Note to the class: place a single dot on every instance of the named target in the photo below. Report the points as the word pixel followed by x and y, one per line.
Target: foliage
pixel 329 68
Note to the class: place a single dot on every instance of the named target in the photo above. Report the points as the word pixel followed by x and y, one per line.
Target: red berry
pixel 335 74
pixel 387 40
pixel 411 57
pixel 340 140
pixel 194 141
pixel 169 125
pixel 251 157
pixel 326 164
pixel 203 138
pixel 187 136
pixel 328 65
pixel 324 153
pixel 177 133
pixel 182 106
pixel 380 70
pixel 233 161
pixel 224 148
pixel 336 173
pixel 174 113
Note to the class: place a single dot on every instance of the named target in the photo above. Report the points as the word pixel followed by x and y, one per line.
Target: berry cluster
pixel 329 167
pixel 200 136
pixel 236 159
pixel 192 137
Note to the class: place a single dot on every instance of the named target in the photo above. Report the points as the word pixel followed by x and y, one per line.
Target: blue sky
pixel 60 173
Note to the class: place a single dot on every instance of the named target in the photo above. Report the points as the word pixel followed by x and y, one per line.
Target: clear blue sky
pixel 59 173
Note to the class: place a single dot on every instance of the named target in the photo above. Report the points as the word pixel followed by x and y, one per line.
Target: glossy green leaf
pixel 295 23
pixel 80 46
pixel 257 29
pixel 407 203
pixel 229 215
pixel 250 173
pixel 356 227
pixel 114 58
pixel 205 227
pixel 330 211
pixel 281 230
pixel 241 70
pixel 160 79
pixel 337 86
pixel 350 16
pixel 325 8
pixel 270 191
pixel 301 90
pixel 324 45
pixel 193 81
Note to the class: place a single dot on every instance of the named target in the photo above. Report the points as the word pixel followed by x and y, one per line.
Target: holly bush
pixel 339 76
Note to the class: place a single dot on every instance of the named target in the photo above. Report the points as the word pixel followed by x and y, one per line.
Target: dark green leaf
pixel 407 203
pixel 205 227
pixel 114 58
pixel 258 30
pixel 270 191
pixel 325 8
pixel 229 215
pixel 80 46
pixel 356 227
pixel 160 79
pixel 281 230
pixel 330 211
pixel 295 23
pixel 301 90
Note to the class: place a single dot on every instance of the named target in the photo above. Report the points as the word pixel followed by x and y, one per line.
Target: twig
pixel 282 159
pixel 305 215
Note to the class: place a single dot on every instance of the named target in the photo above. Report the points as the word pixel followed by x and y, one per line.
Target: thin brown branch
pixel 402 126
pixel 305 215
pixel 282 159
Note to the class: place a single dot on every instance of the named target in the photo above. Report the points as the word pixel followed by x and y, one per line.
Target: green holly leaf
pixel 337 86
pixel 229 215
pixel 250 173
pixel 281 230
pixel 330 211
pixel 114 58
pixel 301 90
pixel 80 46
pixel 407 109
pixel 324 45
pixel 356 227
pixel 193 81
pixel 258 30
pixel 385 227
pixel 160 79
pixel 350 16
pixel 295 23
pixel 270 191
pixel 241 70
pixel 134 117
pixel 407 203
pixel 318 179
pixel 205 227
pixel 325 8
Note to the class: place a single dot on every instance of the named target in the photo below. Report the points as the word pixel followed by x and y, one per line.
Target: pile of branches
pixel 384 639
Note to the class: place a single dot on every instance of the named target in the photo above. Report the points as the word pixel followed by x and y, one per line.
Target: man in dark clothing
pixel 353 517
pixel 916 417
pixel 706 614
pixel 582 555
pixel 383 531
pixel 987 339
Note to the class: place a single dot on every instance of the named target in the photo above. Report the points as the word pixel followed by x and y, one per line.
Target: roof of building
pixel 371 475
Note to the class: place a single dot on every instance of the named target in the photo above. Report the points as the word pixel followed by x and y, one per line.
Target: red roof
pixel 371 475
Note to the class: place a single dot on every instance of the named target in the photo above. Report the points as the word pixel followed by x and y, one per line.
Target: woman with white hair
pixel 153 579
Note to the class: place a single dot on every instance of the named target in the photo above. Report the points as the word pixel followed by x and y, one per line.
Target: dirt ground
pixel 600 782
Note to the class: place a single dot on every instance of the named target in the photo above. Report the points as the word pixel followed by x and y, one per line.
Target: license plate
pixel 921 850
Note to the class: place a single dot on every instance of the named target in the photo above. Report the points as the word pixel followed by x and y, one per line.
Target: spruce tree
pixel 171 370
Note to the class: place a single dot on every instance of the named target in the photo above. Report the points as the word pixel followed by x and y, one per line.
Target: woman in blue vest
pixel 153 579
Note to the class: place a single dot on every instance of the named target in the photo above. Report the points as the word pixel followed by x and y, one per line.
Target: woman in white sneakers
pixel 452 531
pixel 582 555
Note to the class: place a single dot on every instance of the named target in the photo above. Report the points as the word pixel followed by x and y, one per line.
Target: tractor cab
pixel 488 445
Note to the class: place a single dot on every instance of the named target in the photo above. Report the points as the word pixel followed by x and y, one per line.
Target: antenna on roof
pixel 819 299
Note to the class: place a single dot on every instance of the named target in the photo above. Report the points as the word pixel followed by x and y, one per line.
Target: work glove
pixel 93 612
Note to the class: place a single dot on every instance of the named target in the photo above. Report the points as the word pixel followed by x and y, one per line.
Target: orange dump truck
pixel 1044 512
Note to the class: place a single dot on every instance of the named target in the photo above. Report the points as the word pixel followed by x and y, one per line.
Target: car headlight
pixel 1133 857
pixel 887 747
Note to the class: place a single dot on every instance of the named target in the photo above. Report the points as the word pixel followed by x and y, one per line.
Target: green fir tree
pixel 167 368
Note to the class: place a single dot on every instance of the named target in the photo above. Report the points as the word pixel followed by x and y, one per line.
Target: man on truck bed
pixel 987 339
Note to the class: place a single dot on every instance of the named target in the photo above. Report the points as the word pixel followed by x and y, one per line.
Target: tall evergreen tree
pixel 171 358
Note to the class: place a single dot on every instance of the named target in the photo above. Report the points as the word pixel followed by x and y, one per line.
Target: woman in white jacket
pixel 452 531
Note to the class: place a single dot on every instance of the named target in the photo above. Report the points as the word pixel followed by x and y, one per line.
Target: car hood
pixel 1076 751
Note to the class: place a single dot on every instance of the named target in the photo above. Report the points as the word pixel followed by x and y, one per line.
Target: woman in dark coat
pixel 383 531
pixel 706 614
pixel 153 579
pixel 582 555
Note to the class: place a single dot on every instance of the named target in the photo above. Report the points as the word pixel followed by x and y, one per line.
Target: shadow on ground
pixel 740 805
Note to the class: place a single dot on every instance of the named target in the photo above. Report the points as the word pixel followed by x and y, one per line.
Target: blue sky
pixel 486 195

· · · ·

__OBJECTIVE__
Retype the records above exactly.

__CORRECT OUTPUT__
Note to the class: place a single dot on every instance of the named target in the photo below. Report the points as the word pixel followed by x and y, one per line.
Target: foliage
pixel 329 68
Note to the class: place a single dot on every instance of the named target in the photo above. Report the points as the word pixel followed by x and y, one per line.
Target: red berry
pixel 335 74
pixel 387 40
pixel 411 57
pixel 340 140
pixel 194 141
pixel 169 125
pixel 251 157
pixel 326 164
pixel 203 138
pixel 187 136
pixel 328 65
pixel 324 153
pixel 177 133
pixel 182 106
pixel 380 70
pixel 233 161
pixel 224 148
pixel 336 173
pixel 174 113
Note to the class: place a single dot on every instance of the named target in the photo above. Report the points as the word pixel followed by x and y, one per line.
Target: berry cluster
pixel 329 167
pixel 200 136
pixel 236 159
pixel 192 137
Note to the class: place a single dot on every instance of the named target in the photo above. Report the points as the word pixel followed by x and y, one per line.
Target: blue sky
pixel 60 173
Note to the class: place a single dot on every instance of the named target in the photo above. Report the points as the word pixel followed by x and y, one per line.
Target: clear blue sky
pixel 59 173
Note to the class: place a single dot on every instance of the named target in the photo above. Report the points as the word pixel followed by x and y, one per line.
Target: glossy green leaf
pixel 295 23
pixel 80 46
pixel 257 29
pixel 407 203
pixel 229 215
pixel 250 173
pixel 356 227
pixel 114 58
pixel 205 227
pixel 330 211
pixel 281 230
pixel 241 70
pixel 160 79
pixel 337 86
pixel 350 16
pixel 325 8
pixel 270 191
pixel 301 90
pixel 324 45
pixel 193 81
Note to the class: place a single dot on every instance of the named target in the photo above. Report the points as the word pixel followed by x and y, one per line.
Target: holly bush
pixel 339 76
Note to the class: place a single dot on every instance of the named target in the photo above. Report the points as the word pixel followed by x and y, one per line.
Target: dark green leaf
pixel 407 203
pixel 205 227
pixel 114 58
pixel 258 30
pixel 270 191
pixel 325 8
pixel 229 215
pixel 80 46
pixel 356 227
pixel 160 79
pixel 281 230
pixel 330 211
pixel 295 23
pixel 301 90
Note to the class: place a single dot on every instance of the named target in the photo above. Report the points as the word pixel followed by x and y, one per line.
Target: twig
pixel 282 159
pixel 305 215
Note to the class: place a single dot on every instance of the named target in the photo above. Report the points as the word pixel followed by x and y, one per line.
Target: thin brown branch
pixel 402 126
pixel 305 215
pixel 282 159
Note to the class: place a single dot on every instance of the named target in the photo above. Report the points as the word pixel followed by x and y, one per line.
Target: green holly leaf
pixel 337 86
pixel 229 215
pixel 250 173
pixel 281 230
pixel 330 211
pixel 114 58
pixel 301 90
pixel 80 46
pixel 407 109
pixel 324 45
pixel 356 227
pixel 193 81
pixel 258 30
pixel 385 227
pixel 160 79
pixel 350 16
pixel 295 23
pixel 270 191
pixel 241 70
pixel 134 117
pixel 407 203
pixel 318 179
pixel 205 227
pixel 325 8
Note to the class: place a single dot on every instance of the named target in the photo below. Report the points as the word pixel followed by x and y, one per line.
Target: pile of branches
pixel 384 639
Note to the class: place a single dot on every instance of the named target in the photo above. Report the points as the word pixel followed by x and y, one per line.
Target: man in dark clothing
pixel 353 517
pixel 916 417
pixel 706 614
pixel 582 555
pixel 383 531
pixel 987 339
Note to the class: place a single dot on every instance of the named target in the photo above. Report the points as the word pixel followed by x and y, one per line.
Target: roof of building
pixel 371 475
Note to the class: place a single dot on every instance of the named target in the photo above. Report the points as the word pixel followed by x and y, one per line.
Target: red roof
pixel 371 475
Note to the class: place a single dot on every instance of the named target in the photo above. Report the points as the word pixel followed by x and y, one per line.
Target: woman with white hair
pixel 153 579
Note to the class: place a single dot on every instance of the named target in the photo above. Report the points as the word pixel followed by x and y, one per line.
Target: dirt ground
pixel 600 782
Note to the class: place a single dot on every instance of the named target in the photo above. Report the points as the word pixel followed by x and y, one per line.
Target: license plate
pixel 921 850
Note to the class: place a single dot on every instance of the named target in the photo above. Report the points as the word pixel followed by x and y, one per line.
Target: spruce tree
pixel 171 370
Note to the class: place a single dot on every instance of the named target in the photo above. Report the points as the word pixel followed by x and y, one per line.
Target: woman in blue vest
pixel 153 579
Note to the class: place a single dot on every instance of the named target in the photo above. Report the points as the word pixel followed by x and y, one per line.
Target: woman in white sneakers
pixel 452 531
pixel 582 555
Note to the class: place a single dot on every instance of the named target in the photo above. Report the points as the word pixel followed by x and y, one per line.
Target: tractor cab
pixel 488 445
Note to the class: place a single dot on every instance of the named target in the photo above. Report the points as the word pixel followed by x and y, one per line.
Target: antenna on roof
pixel 819 299
Note to the class: place a single dot on every instance of the named target in the photo above. Report the points as the word pixel followed by x and y, one per line.
Target: work glove
pixel 93 612
Note to the class: place a single dot on every instance of the named target in the photo above. Report the points as the word pixel followed by x and y, one per line.
Target: orange dump truck
pixel 1044 512
Note to the class: place a single dot on every instance of the named target in the photo above. Report the points as the word pixel followed by x and y, one per line.
Target: car headlight
pixel 1133 857
pixel 887 747
Note to the class: place a single dot on every instance of the named target in the photo above. Report the points as the word pixel followed by x and y, one per line.
Target: green fir tree
pixel 167 368
Note to the class: place a single dot on every instance of the named target in the photo above. Report the points as the word pixel followed by x and y, one per line.
Target: man on truck bed
pixel 987 339
Note to the class: place a single dot on every instance of the named target in the photo above. Report the points as the word pixel followed by x and y, one per line.
Target: tall evergreen tree
pixel 171 358
Note to the class: place a single dot on every instance of the named target in the photo above. Report the points as the word pixel followed by x and y, one per line.
Target: woman in white jacket
pixel 452 531
Note to the class: place a single dot on every instance of the named target in the photo above. Report the points as the word pixel followed by x and y, one per line.
Target: car hood
pixel 1076 751
Note to the class: place a single dot on every instance of the named target in the photo above. Report the points as the word pixel followed by x and y, one per line.
Target: woman in dark coat
pixel 383 531
pixel 706 614
pixel 153 579
pixel 582 555
Note to the class: place a single dot on every instance of the named target in the photo above. Report the points as the word pixel followed by x and y, one per line.
Target: shadow on ground
pixel 740 805
Note to the class: place a single dot on every instance of the named target in the photo above. Report the points as the word pixel followed by x and y, one per line.
Target: blue sky
pixel 486 195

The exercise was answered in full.